Detalhes do exercício = Reescreva as linhas que vão da que contém "Task: annotate every instance of the textured" até o fim dos registros, inclusive, trocando "wood cladding" por "wood paneling" e deixando todo o resto inalterado.

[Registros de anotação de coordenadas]
┄┄┄┄┄┄┄┄┄┄┄┄┄┄┄┄┄┄┄┄
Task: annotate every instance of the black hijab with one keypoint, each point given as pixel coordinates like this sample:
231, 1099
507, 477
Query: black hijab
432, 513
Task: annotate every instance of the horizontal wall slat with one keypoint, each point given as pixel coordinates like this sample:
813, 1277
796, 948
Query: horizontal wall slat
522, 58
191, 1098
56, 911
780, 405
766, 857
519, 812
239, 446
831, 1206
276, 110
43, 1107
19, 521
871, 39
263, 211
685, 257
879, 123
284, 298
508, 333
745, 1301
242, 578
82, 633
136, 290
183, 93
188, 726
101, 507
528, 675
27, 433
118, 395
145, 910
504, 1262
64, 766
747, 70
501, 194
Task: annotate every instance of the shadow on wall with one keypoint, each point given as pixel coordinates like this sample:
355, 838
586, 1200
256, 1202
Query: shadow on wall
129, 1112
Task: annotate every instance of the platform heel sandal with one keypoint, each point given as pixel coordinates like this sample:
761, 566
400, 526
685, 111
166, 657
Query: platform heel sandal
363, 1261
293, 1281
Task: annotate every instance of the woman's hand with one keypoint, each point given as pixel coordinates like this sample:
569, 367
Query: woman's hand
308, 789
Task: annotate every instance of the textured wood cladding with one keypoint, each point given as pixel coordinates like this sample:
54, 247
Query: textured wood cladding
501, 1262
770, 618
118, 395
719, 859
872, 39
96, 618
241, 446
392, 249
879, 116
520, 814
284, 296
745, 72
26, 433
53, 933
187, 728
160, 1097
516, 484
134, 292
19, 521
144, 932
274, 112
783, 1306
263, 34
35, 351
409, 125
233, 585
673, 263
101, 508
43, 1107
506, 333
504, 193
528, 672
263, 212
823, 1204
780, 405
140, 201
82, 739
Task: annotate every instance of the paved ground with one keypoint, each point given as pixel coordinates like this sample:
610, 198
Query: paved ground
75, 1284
┄┄┄┄┄┄┄┄┄┄┄┄┄┄┄┄┄┄┄┄
Resultado do exercício =
Task: annotate every instance of the textured wood paneling with one keypoint, each point given as pixel coordinates like this sample:
54, 247
Query: textured wood paneling
501, 1262
770, 618
118, 395
719, 859
872, 39
96, 618
241, 446
392, 249
879, 116
520, 814
284, 296
745, 72
26, 433
53, 933
187, 728
160, 1097
516, 484
134, 292
19, 521
144, 932
274, 112
783, 1306
263, 34
35, 351
409, 125
233, 585
673, 263
101, 508
43, 1107
506, 333
504, 193
528, 672
263, 212
823, 1204
780, 405
140, 201
82, 739
Task: annotate every instance of the paved ground with one keypoint, each point given as pixel coordinates like this sample:
610, 198
Query: paved ground
75, 1284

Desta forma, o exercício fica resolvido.